→ Problems to solve
(a) From the letter on Australian preference voting, render this sentence in Spanish: "It's a situation that is bound to be upsetting to all Australian voters."
(b) According to the letter on Australian preference voting, how many groups has the writer so far been unable to contact?
(c) Extend the letter on Australian Senate preference voting, picking up after its final sentence.
[Opening Excerpted text section]
THE FEDERAL election is being sold as a two party race, yet the electoral system has full preference voting, so we have to endorse every candidate like it or not.

So, who are all the candidates?

I am running in the Senate as a grouped candidate, and I need to work out my preference flow, but even as a candidate it is a very hard task.

As spokesperson in South Australia for the Alliance, a group set up to lobby for electoral reform, I wonder why we are forced to preference all the candidates considering there are some I don't know and others I simply oppose.

It's a situation that is bound to be upsetting to all Australian voters.

So far, there are at least five groups I cannot contact even with a useful knowledge of the internet, and there are dozens of candidates I simply do not wish to support based on their history or their ideals.

It is past time that candidates and voters received full contact details of all the candidates. The Australian Electoral Commission (AEC) definitely has them and the electorate deserves nothing less if they are to cast an informed vote.

Making matters even harder for me as an Independent, being grouped I get a voting box above the line on the ballot paper, but it will be left blank. And where my name appears below the line, I can not have a description, not even the word Independent. Only below the line candidates (ungrouped) can have a description.
[Closing Excerpted text section]
[Opening Provided information section]
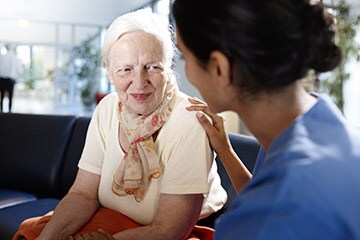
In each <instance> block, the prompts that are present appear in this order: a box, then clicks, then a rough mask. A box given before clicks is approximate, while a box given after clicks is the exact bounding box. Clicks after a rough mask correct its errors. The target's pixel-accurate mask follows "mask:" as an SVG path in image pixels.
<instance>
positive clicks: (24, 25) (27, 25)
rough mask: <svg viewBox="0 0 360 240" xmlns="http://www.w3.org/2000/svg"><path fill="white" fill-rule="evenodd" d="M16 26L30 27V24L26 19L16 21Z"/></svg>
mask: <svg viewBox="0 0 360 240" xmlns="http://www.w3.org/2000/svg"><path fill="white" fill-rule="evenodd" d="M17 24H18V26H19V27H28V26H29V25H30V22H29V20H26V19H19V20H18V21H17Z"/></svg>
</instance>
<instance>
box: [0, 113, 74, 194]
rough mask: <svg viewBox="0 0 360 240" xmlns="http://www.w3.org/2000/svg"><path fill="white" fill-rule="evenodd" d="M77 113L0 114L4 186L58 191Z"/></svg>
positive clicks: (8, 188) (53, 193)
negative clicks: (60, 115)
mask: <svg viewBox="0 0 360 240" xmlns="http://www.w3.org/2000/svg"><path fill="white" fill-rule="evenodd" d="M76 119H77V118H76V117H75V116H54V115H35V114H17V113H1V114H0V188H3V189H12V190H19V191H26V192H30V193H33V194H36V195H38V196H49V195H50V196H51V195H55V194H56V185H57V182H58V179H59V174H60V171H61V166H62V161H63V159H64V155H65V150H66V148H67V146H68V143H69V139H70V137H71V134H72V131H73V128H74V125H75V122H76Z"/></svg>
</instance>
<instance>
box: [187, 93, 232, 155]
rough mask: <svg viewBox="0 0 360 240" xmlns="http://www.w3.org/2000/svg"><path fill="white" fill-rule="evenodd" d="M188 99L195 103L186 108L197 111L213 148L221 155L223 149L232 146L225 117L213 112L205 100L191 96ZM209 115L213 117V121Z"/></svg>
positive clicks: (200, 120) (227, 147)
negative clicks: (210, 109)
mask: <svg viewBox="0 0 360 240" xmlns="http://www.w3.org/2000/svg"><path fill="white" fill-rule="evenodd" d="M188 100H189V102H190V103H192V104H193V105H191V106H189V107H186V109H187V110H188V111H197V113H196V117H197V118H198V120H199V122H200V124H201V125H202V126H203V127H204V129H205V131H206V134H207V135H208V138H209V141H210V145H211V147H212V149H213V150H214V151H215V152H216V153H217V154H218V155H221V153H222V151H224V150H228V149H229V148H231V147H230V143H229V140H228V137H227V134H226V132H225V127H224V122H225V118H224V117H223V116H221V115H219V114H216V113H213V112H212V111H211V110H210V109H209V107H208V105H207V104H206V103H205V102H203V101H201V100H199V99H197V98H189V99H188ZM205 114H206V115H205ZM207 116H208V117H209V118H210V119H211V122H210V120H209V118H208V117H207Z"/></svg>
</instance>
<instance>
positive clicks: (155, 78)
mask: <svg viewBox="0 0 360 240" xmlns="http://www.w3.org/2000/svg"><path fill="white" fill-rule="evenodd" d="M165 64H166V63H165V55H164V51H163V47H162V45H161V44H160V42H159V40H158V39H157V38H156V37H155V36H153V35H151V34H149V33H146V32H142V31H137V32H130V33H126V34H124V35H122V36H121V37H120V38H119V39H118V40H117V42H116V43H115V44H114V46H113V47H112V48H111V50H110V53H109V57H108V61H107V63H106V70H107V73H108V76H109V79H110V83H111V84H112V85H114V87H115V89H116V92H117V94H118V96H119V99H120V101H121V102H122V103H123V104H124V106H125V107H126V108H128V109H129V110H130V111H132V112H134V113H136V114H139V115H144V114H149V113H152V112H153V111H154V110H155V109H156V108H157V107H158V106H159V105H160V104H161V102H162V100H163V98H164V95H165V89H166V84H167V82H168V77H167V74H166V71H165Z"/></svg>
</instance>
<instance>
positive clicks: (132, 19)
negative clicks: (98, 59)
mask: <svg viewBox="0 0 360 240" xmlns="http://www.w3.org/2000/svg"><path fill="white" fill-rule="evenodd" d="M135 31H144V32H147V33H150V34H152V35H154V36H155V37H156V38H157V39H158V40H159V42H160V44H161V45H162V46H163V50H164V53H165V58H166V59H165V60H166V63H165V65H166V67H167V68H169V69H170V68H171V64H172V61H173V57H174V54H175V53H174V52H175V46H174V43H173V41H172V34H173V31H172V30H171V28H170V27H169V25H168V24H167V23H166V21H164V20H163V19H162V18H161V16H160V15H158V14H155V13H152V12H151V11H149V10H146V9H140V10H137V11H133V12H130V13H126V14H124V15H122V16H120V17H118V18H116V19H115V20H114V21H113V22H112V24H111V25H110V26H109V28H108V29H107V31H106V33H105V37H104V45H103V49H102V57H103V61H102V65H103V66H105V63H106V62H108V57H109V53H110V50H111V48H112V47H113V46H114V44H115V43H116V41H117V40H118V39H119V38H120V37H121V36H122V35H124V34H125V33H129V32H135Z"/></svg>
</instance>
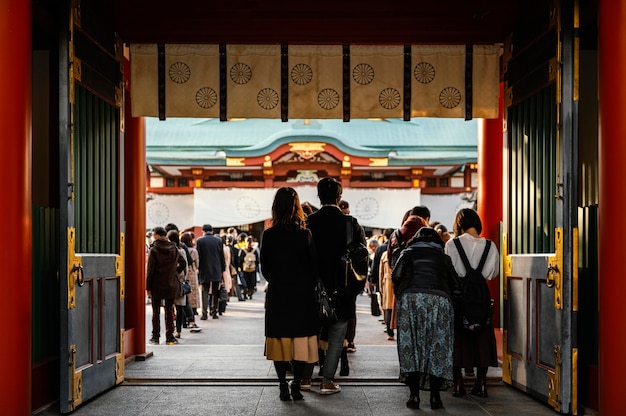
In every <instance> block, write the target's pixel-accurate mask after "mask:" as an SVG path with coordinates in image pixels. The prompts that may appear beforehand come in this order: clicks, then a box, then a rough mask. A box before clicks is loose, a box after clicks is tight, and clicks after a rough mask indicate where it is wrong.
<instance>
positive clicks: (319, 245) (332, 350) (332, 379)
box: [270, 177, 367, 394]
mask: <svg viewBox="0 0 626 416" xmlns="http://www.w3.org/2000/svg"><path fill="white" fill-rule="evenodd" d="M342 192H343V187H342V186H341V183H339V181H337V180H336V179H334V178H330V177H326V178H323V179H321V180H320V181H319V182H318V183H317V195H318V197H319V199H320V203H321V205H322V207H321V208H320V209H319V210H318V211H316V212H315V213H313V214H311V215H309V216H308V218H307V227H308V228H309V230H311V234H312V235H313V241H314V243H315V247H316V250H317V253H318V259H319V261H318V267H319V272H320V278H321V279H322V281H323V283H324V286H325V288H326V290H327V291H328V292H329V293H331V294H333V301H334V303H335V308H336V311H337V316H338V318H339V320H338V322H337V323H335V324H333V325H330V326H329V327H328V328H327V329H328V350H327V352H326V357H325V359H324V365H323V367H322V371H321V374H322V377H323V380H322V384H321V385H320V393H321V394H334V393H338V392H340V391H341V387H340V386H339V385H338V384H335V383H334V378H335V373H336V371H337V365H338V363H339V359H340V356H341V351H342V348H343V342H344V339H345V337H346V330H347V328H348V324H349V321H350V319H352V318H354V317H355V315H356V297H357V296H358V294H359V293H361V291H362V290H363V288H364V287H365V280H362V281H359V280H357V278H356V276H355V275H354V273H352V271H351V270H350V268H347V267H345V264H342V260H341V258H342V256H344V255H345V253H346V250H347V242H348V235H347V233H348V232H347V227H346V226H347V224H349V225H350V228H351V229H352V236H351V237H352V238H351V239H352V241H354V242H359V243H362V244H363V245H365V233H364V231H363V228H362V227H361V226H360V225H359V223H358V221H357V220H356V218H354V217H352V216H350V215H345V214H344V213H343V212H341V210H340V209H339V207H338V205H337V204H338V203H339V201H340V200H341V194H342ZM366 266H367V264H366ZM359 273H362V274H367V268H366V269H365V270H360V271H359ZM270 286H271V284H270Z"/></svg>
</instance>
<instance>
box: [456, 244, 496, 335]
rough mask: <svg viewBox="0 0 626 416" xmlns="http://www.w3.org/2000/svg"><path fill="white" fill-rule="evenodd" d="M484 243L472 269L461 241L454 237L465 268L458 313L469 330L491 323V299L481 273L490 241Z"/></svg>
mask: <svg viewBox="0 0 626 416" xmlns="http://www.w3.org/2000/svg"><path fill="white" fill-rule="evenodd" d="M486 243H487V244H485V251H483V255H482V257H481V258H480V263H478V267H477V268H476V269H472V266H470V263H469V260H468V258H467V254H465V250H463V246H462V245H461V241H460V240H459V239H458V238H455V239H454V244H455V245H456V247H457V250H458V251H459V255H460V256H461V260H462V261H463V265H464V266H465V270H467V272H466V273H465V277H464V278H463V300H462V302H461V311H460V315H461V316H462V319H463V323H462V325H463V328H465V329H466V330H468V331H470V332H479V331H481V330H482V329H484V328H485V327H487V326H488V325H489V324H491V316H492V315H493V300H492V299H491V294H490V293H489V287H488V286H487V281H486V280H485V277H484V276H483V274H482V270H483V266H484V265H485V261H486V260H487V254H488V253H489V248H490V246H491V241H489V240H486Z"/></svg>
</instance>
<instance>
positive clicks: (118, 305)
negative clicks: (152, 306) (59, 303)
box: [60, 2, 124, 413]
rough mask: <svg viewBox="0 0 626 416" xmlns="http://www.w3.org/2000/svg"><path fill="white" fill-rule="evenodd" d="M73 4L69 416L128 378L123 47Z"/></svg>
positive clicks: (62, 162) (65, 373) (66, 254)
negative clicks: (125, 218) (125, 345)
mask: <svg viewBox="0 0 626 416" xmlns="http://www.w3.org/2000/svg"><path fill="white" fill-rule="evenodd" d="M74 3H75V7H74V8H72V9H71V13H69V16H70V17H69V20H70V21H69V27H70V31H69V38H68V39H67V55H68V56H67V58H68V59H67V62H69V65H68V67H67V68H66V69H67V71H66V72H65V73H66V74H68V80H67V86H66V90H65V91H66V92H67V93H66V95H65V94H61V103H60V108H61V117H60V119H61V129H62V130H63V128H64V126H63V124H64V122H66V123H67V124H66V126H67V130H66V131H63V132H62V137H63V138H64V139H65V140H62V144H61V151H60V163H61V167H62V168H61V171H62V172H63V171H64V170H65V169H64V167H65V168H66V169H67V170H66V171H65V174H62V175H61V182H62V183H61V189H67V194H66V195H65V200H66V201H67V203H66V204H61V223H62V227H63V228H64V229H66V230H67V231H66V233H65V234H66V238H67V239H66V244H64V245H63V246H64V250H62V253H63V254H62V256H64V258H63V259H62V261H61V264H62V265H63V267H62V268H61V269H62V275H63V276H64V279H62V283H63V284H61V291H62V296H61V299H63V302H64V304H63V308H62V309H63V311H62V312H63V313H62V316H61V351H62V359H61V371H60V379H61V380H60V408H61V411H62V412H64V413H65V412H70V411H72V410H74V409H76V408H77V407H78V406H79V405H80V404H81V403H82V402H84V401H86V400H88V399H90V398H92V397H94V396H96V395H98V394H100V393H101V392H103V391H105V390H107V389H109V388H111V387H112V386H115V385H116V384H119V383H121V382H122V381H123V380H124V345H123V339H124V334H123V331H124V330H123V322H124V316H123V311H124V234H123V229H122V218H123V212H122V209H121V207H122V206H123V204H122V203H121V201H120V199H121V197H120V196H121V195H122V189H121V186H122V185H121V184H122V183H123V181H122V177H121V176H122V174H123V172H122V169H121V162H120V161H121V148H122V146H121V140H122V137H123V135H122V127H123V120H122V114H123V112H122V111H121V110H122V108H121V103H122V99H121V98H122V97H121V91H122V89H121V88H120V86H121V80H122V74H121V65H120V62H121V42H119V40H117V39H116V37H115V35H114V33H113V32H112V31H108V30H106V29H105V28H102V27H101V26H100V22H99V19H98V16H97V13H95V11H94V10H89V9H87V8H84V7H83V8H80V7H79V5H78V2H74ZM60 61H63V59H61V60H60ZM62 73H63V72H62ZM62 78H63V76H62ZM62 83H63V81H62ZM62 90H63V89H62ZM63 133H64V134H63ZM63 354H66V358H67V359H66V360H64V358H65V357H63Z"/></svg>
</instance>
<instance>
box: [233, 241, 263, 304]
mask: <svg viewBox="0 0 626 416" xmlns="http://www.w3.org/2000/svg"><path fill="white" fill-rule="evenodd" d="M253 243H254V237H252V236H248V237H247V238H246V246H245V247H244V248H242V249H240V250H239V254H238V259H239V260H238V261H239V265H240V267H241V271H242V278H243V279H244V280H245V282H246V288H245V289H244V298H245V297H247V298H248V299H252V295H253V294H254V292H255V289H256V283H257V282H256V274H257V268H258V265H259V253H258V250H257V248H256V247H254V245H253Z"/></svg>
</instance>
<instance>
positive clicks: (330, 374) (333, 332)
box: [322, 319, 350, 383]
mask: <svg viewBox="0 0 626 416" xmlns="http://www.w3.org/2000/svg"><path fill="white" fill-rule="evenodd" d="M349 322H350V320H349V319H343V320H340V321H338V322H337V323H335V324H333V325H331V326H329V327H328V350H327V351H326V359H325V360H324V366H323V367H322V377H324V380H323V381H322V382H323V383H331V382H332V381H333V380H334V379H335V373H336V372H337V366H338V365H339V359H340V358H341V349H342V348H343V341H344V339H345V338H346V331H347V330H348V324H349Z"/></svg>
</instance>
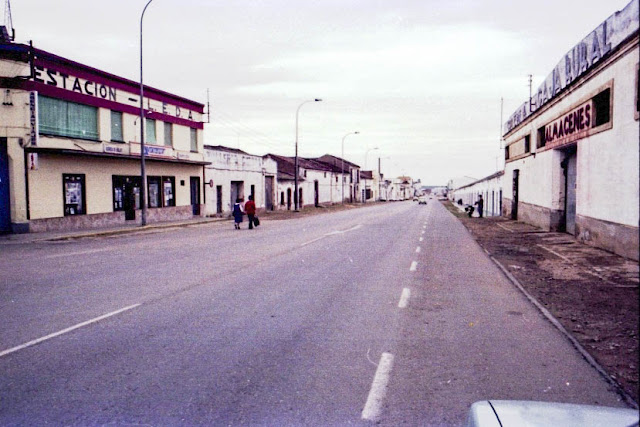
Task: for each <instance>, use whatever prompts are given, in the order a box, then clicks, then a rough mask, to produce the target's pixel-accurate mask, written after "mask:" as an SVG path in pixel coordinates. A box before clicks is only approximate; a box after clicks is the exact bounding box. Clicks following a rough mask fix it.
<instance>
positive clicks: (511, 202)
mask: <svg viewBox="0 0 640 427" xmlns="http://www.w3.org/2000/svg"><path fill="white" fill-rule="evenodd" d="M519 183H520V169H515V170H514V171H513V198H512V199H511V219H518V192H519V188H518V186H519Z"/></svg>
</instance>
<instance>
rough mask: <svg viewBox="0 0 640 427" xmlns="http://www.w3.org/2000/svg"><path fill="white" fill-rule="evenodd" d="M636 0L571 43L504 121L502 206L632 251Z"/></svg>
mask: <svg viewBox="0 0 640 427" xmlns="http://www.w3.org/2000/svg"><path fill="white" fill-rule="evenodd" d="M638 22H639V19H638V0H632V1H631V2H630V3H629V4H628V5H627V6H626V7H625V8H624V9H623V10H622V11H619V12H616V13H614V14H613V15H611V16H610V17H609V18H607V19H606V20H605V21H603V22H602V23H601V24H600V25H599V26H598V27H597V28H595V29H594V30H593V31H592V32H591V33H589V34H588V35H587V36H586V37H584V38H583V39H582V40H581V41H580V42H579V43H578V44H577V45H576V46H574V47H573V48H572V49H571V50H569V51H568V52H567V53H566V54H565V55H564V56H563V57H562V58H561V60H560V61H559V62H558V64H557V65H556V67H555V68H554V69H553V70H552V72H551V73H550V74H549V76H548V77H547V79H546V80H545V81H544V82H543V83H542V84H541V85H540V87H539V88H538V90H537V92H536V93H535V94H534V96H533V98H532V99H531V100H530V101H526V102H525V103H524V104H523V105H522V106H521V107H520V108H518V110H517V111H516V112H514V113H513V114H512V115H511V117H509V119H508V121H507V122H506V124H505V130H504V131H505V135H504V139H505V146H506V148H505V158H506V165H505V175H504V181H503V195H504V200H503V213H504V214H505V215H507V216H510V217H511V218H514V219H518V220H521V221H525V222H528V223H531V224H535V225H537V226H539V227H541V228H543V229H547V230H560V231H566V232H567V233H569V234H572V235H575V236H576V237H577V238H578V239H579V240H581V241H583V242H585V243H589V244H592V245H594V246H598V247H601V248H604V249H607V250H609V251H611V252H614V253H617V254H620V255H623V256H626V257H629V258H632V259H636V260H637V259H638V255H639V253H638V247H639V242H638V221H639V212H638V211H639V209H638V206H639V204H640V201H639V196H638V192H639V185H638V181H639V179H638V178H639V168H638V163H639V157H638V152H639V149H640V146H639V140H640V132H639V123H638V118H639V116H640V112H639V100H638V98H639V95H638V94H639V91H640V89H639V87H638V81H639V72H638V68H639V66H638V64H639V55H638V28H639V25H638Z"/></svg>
[Closing Provided information section]
→ Exercise answers
(a) Es una situación que seguramente molestará a todos los votantes australianos.

(b) At least five groups.

(c)
This part of the electoral act seems to have without any doubt been designed to disadvantage Independent candidates as a direct result of democracy being hijacked by the major parties. I can still remember Nick Xenophon having to paint a big S on his head to help promote his blank box, so do I have to adorn a large B on my forehead?

My aim is to promote the idea of the electorate placing scrutiny on the candidates they actually vote for, rather than simply the party leaders. Unfortunately, this is a hard task when most have no idea of what choices they have.

The media in general report on Julia Gillard and Tony Abbott, but they are chosen by their respective parties and can be sacked by them as well, as we have just seen. Therefore, all of us should be looking closer to home and scrutinizing the work and ideals of our local candidates whether they be Labor, Liberal or even Independent?

The candidates that often seem more in touch with the electorate they serve are in many cases minor players and Independents, yet before an election they seem to be off the media's agenda.

We should demand either optional preferential voting, or better access to information about all the candidates if we are forced to preference them all, equity for voters and candidates should be mandatory, and an elected official should stay the course. The concept of policing political promises also seems like a good idea.

The apathy resulting from the electorate feeling disenfranchised by the current electoral system and the associated reporting needs desperately to change. Such change would go a long way to restoring faith in politics in general.

As a candidate, I will do my very best to initiate such change, and as the local spokesperson for the Alliance, I can continue lobbying for change between election cycles. However, the true force that could initiate change is the people if they stand up and speak out loud, because our representation determines our country and our children’s future.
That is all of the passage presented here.